**Exercise description**
The answer must be an exact copy of every entry, with no pictures in it.

**Record set**
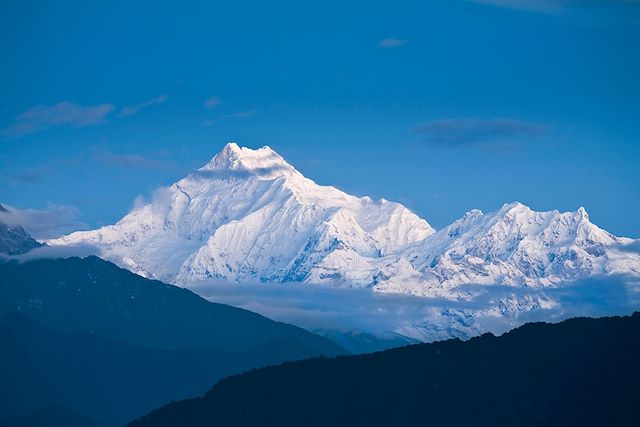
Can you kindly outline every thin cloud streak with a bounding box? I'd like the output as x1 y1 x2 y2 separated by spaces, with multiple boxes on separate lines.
9 169 42 184
2 102 115 139
466 0 567 14
96 152 170 170
468 0 640 14
377 38 409 48
220 110 256 119
2 95 169 139
118 94 169 118
188 165 289 180
412 118 552 149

**Answer to this problem**
Can you kindly outline every thin cloud streak with a bounding box? I'd like the output as x1 y1 x2 y2 separated by spaces, with multiple boxes on separate lines.
9 169 42 184
2 102 115 139
466 0 567 14
96 152 170 170
468 0 640 14
377 38 409 48
220 110 256 119
2 95 169 139
118 94 169 118
188 165 289 180
412 118 552 149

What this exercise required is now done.